■ BRIEF 1 ■
Return everything from "The second set of mixed" down to "to placebo patients." in the analysis methods text, copied word for word.
■ BRIEF 2 ■
Turn the paragraph of the analysis methods text that begins "The second set of mixed effects analyses" into a short list that keeps its main facts.

■ EXCERPT TO READ ■

◆ ◆ ◆ ◆

Further analyses assessed effect modification on weekly rate of change in cognition by baseline level of MMSE score (<19 or ≥19, more severe vs. mild impairment), baseline BPRS total score (≤27 or >27, median split on behavior severity), and study site size (<18 patients (pooled sites) or ≥18 patients (stand-alone sites)). Each cognitive measure was modeled as a function of the covariates, time (weeks) since baseline and an interaction term of time since baseline by baseline MMSE group, BPRS group, or study site size group. The interaction term tested if the rate of change (slope) in the cognitive score differed by baseline MMSE, BPRS or study site size.
The second set of mixed effects analyses assessed the effect of each treatment on the rate of change in cognitive function. Treatment was included, provided that the patient had been assigned to the treatment (olanzapine, quetiapine, risperidone or placebo) for at least 2 weeks immediately prior to the date of cognitive assessment. Follow-up cognitive assessments on dates when the subject was in the open-choice phase (phase 4) or had been on their study medication for less than two weeks were not included in these analyses. Separate models were fit for each cognitive variable. The independent variables included the covariates, treatment assignment, and number of weeks since baseline. An additional interaction term of time since baseline by treatment tested whether the rate of cognitive change differed among patients on a specific study medication compared to placebo patients.
The third set of mixed effects analyses was similar to the second except that all atypical antipsychotics were combined for comparison with placebo. This set includes more cognitive testing dates than the second set of analyses because a patient on a combination of atypical antipsychotic medications during the two weeks prior to cognitive testing would be included here, but excluded from the second set of models. In addition, we used the model estimates of weekly rates of change over the trial to estimate the change in cognitive function over the full, 36-week study duration by study group. Since the statistical tests are tests of slope over the full study period, whether changes are expressed per week, or over 36 weeks, makes no difference on the statistical significance.
Generalized estimating equations were used to estimate the average CGIC scores by treatment group, and test for differences from placebo, for patients on study medication for at least 2 weeks prior to cognitive testing.

◆ ◆ ◆ ◆

■ GIVEN ENTRIES ■
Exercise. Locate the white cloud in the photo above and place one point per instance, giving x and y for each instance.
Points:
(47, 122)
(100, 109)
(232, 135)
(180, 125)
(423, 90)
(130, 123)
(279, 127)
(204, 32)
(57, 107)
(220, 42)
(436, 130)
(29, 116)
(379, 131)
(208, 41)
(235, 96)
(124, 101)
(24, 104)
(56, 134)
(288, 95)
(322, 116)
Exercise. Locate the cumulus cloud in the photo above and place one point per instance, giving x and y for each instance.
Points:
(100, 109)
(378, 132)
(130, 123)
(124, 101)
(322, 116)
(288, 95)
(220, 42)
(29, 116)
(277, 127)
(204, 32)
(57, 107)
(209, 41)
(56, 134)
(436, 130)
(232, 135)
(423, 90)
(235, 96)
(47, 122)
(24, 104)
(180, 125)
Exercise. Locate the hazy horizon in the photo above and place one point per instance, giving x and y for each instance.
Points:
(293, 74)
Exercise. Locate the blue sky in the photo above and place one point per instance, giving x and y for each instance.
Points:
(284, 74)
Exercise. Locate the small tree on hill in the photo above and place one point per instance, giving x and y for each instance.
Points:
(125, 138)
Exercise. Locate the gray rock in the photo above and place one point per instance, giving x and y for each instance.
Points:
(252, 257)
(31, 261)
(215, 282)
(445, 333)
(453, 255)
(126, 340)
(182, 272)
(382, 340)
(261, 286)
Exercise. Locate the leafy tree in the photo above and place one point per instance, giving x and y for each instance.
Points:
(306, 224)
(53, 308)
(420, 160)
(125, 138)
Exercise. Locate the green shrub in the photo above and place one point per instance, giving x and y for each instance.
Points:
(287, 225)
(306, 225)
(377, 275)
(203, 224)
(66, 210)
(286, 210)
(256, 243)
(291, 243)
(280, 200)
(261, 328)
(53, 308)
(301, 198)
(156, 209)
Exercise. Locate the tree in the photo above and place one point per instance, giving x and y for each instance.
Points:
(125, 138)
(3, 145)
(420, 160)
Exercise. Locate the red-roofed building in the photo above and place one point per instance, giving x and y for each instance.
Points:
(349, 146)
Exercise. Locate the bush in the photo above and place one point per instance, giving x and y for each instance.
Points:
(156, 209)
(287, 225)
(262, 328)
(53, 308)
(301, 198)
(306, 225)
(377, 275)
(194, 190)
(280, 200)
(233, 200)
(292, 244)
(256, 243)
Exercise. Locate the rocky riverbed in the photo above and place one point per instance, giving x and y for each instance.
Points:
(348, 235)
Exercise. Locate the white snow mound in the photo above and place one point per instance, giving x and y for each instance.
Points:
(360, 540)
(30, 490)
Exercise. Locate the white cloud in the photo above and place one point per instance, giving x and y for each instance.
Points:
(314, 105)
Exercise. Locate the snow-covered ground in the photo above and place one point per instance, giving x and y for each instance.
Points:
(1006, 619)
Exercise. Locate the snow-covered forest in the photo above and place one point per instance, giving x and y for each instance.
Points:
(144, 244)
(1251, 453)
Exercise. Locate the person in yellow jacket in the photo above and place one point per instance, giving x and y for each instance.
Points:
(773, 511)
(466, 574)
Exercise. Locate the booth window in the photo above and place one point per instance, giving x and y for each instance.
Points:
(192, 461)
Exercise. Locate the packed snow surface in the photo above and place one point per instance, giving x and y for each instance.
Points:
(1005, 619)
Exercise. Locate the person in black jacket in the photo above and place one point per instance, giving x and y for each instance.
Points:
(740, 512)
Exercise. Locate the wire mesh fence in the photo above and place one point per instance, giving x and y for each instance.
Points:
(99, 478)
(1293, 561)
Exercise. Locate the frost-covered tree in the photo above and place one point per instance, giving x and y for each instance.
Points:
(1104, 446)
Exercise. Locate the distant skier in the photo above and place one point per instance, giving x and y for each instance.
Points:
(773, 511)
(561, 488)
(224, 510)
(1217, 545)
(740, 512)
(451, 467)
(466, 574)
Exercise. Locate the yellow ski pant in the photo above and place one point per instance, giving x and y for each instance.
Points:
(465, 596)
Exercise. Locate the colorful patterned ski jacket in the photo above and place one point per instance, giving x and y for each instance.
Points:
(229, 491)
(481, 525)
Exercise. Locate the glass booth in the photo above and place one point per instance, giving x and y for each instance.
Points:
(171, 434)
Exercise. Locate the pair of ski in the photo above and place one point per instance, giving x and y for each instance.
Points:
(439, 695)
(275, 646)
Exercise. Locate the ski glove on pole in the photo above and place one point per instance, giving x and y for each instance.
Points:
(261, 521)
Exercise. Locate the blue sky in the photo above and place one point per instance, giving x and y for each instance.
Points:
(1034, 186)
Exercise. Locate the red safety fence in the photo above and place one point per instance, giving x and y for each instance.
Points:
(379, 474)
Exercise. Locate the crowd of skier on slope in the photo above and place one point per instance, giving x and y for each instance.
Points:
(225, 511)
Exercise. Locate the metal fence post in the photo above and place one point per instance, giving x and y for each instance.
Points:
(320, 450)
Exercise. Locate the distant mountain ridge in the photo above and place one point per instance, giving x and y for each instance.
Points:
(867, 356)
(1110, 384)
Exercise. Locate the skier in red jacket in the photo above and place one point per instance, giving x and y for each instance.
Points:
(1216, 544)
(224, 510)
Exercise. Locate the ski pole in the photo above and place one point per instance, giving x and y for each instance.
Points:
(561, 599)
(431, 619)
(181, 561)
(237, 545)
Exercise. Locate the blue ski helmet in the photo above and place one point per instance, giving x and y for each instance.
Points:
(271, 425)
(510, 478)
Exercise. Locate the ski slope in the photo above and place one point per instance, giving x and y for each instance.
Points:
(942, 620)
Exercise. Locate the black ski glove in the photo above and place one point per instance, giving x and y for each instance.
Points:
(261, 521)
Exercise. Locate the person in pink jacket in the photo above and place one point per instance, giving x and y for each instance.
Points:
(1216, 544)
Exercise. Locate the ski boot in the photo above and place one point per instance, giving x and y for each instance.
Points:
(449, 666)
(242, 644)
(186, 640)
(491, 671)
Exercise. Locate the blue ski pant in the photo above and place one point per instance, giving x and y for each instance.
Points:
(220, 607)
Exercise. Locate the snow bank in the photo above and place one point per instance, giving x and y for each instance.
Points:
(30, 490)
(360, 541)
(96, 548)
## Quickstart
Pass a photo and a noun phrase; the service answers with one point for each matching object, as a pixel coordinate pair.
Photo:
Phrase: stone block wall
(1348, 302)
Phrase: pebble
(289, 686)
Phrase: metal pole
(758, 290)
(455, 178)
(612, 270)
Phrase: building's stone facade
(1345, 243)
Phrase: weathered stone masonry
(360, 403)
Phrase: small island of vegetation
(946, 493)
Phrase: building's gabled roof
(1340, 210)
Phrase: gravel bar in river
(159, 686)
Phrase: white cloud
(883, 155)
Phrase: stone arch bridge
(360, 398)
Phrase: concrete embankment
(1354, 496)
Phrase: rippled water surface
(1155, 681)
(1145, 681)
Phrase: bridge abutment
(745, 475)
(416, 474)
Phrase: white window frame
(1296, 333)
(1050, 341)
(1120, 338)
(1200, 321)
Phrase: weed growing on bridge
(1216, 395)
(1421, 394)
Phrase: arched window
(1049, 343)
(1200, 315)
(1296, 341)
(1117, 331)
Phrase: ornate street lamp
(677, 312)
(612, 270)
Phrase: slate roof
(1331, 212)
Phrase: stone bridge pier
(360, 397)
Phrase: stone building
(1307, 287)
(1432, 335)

◆ ◆ ◆ ◆

■ WRITTEN ANSWER 1 ■
The second set of mixed effects analyses assessed the effect of each treatment on the rate of change in cognitive function. Treatment was included, provided that the patient had been assigned to the treatment (olanzapine, quetiapine, risperidone or placebo) for at least 2 weeks immediately prior to the date of cognitive assessment. Follow-up cognitive assessments on dates when the subject was in the open-choice phase (phase 4) or had been on their study medication for less than two weeks were not included in these analyses. Separate models were fit for each cognitive variable. The independent variables included the covariates, treatment assignment, and number of weeks since baseline. An additional interaction term of time since baseline by treatment tested whether the rate of cognitive change differed among patients on a specific study medication compared to placebo patients.

■ WRITTEN ANSWER 2 ■
- Purpose: to assess how each treatment affected the rate of change in cognitive function.
- A treatment counted only if the patient had been assigned to it (olanzapine, quetiapine, risperidone or placebo) for at least 2 weeks right before the cognitive assessment.
- Excluded: follow-up assessments taken during the open-choice phase (phase 4) or after less than two weeks on study medication.
- A separate model was fit for each cognitive variable.
- Independent variables: the covariates, treatment assignment, and weeks since baseline.
- A time-by-treatment interaction term tested whether the rate of cognitive change on a specific study medication differed from that of placebo patients.